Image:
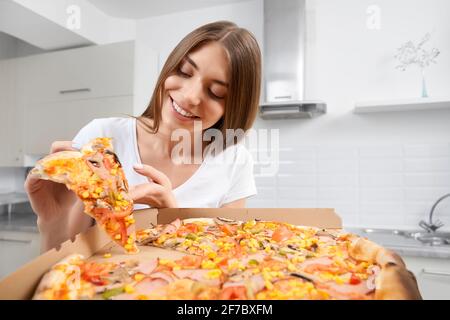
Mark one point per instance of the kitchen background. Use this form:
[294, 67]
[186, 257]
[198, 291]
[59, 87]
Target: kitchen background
[379, 170]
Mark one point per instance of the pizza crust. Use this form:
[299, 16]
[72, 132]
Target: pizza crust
[394, 281]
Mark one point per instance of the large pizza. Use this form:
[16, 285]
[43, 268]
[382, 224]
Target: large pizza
[219, 258]
[226, 259]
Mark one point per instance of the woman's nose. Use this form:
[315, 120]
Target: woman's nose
[193, 93]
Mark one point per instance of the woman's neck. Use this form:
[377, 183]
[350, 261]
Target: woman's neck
[162, 141]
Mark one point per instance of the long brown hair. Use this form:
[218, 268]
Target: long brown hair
[241, 105]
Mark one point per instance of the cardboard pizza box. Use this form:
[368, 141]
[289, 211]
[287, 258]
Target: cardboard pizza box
[94, 243]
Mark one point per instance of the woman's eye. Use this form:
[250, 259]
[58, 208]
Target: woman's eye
[215, 96]
[183, 73]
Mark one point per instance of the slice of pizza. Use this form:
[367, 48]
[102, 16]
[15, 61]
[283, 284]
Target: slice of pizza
[95, 174]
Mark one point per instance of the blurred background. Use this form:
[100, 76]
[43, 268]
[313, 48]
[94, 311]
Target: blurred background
[355, 132]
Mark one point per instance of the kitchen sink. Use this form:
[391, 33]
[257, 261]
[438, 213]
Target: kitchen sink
[432, 238]
[428, 238]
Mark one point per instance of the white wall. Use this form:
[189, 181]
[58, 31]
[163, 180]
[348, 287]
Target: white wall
[376, 170]
[11, 47]
[157, 36]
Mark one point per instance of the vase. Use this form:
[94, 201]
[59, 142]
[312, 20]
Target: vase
[424, 85]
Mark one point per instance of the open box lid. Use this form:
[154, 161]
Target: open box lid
[22, 283]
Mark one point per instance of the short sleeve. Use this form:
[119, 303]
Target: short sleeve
[243, 180]
[90, 131]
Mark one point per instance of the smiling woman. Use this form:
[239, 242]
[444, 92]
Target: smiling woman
[222, 62]
[209, 83]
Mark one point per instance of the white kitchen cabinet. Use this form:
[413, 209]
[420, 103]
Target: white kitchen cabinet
[11, 153]
[82, 73]
[46, 122]
[60, 92]
[433, 276]
[16, 249]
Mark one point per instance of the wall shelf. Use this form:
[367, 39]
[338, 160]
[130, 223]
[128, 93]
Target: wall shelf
[401, 105]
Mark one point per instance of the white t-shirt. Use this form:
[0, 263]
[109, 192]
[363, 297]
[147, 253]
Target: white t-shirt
[220, 179]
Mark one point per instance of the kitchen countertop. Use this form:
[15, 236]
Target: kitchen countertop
[404, 246]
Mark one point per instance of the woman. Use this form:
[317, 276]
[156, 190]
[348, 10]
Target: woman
[211, 79]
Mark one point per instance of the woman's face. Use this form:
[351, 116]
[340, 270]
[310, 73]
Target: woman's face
[197, 90]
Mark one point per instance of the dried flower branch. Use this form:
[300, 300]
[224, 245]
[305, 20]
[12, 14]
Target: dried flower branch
[409, 54]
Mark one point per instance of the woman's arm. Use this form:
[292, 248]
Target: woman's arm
[75, 222]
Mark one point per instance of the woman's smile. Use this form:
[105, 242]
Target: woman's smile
[181, 113]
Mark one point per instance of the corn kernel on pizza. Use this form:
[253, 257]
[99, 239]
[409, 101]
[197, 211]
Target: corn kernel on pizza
[95, 174]
[229, 260]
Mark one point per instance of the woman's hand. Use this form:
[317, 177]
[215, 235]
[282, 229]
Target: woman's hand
[50, 201]
[157, 192]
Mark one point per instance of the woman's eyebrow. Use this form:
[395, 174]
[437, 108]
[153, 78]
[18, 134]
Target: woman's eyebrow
[188, 59]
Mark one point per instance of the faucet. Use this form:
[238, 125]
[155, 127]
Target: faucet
[433, 226]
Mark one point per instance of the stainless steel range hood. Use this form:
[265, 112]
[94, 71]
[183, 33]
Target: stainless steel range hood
[284, 60]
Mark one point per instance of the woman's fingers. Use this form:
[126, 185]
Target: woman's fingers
[64, 146]
[155, 175]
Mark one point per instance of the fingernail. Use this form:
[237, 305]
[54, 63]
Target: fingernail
[138, 166]
[76, 145]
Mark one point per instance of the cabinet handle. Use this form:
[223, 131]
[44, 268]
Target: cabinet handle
[15, 240]
[75, 90]
[435, 272]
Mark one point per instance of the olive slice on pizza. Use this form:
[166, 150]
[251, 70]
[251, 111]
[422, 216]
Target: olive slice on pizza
[95, 174]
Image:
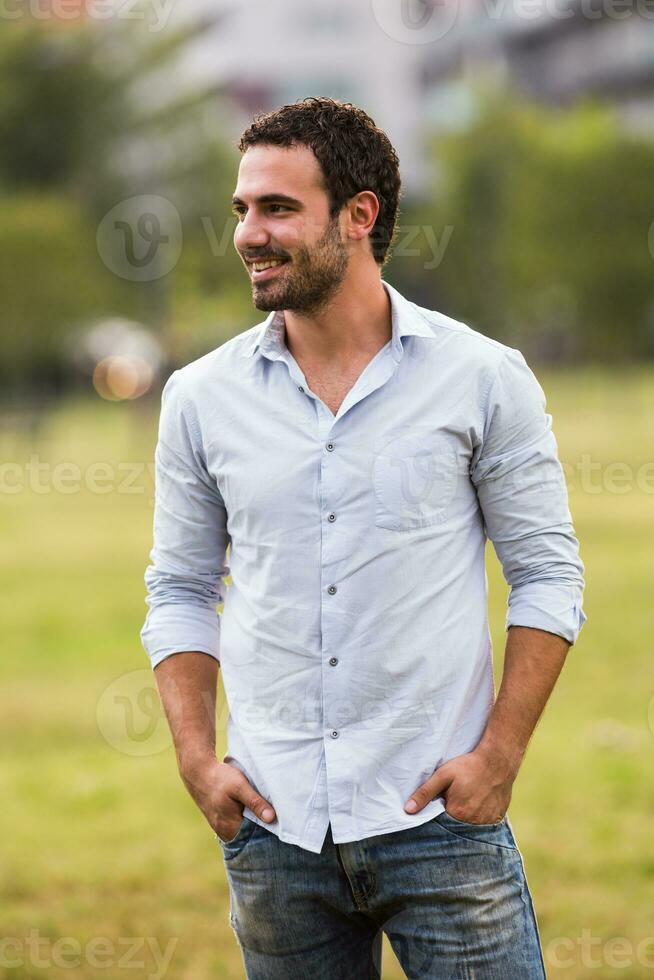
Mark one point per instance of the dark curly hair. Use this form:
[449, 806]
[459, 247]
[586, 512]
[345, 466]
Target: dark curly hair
[353, 153]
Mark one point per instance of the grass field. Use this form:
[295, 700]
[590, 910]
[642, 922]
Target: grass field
[105, 861]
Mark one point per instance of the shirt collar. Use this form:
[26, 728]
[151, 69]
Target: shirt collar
[406, 320]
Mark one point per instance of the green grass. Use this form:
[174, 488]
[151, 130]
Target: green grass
[99, 838]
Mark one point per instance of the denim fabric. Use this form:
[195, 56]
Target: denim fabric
[452, 897]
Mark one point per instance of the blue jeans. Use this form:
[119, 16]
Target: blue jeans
[452, 897]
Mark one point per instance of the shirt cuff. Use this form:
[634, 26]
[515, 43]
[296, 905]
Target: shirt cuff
[551, 607]
[177, 628]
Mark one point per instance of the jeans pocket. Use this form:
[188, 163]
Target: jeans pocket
[466, 823]
[240, 838]
[494, 834]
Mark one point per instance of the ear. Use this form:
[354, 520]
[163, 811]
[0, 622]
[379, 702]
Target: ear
[362, 211]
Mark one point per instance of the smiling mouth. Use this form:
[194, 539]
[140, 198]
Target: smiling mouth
[265, 268]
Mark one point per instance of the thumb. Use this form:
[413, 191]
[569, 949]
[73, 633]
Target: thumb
[435, 786]
[248, 795]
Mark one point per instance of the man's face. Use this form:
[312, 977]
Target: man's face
[283, 214]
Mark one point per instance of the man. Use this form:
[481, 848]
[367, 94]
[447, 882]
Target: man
[354, 451]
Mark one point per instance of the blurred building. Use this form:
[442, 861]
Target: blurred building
[554, 51]
[262, 55]
[266, 54]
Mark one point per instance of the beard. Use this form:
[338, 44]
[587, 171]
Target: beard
[308, 282]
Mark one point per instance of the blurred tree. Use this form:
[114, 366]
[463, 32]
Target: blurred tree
[90, 115]
[549, 248]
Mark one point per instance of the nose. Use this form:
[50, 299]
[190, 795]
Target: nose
[250, 233]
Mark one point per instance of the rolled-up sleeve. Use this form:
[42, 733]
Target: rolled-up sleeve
[185, 577]
[524, 501]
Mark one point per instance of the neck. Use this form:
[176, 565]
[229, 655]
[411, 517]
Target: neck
[356, 323]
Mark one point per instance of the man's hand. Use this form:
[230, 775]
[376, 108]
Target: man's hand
[477, 787]
[221, 791]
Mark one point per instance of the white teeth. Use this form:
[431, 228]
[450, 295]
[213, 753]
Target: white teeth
[260, 266]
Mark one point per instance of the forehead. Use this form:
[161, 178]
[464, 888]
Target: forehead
[292, 170]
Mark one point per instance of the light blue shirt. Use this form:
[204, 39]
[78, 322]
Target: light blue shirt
[354, 641]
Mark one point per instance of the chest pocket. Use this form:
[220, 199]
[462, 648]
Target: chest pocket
[414, 477]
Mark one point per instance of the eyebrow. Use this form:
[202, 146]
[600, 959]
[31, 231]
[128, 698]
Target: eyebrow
[271, 199]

══════

What is expected
Nothing but the lines from the first line of the data above through the line holding "Mark one point per instance of the woman's neck." may appear in the response, copied exactly and without pictures.

Written solution
Image:
Mark one point per instance of the kitchen background. Use this form:
[294, 67]
[186, 257]
[198, 291]
[59, 87]
Target: kitchen background
[379, 170]
Mark one point per instance of the pizza crust. Use this form:
[299, 16]
[72, 132]
Target: pizza crust
[394, 281]
Mark one point per instance of the large pizza. Use this form:
[16, 285]
[43, 268]
[382, 224]
Target: large pizza
[219, 258]
[226, 259]
Mark one point per instance of the woman's nose. Use this form:
[315, 120]
Target: woman's nose
[193, 93]
Mark one point per instance of the woman's neck. Use this form:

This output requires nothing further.